#### What is required
Reply with the data below, repeated exactly in full.

-- -- --

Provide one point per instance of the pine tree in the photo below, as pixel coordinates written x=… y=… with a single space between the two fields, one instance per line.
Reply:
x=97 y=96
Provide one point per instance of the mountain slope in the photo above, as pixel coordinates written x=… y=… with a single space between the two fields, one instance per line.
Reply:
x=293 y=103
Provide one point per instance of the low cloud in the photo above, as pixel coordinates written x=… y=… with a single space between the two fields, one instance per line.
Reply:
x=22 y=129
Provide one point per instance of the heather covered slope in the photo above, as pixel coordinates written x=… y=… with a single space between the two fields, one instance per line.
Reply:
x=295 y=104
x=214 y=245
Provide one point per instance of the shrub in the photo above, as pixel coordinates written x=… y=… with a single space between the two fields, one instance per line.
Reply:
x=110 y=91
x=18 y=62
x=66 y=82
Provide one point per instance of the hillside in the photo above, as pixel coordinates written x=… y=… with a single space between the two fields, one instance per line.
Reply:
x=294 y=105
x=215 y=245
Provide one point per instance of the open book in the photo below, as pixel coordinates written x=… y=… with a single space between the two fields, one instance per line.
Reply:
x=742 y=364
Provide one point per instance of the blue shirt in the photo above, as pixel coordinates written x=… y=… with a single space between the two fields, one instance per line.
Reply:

-- -- --

#### Written solution
Provide one point per instance of the pine tree in the photo below, as pixel coordinates written x=… y=… with a single space between the two fields, one instance per line.
Reply:
x=97 y=96
Provide one point per instance of the mountain slope in the photo above, as pixel coordinates written x=… y=… with a single space between the two fields, one instance per line.
Reply:
x=293 y=103
Provide one point per instance of the low cloud in the photo above, as pixel coordinates written x=… y=… with a single space between the two fields, one instance per line.
Reply:
x=22 y=129
Provide one point per instance of the heather covered slope in the photo above, as pixel coordinates written x=… y=… with a single space between the two fields, one instance per line.
Reply:
x=295 y=104
x=214 y=245
Provide one point per instance of the shrub in the photo above, as pixel coordinates written x=… y=… with a single space between the two fields, one instance per line.
Reply:
x=110 y=91
x=18 y=62
x=66 y=82
Provide one point per instance of the hillside in the photo above, as pixel coordinates written x=… y=… with a single space between the two fields, one instance per line.
Reply:
x=294 y=105
x=215 y=245
Provide one point per instance of the open book in the photo below, as pixel coordinates written x=… y=… with a single space between the two fields, one instance per line.
Reply:
x=742 y=364
Provide one point per instance of the blue shirt in the photo above, as pixel coordinates written x=… y=… with a single space between the two fields, one instance per line.
Reply:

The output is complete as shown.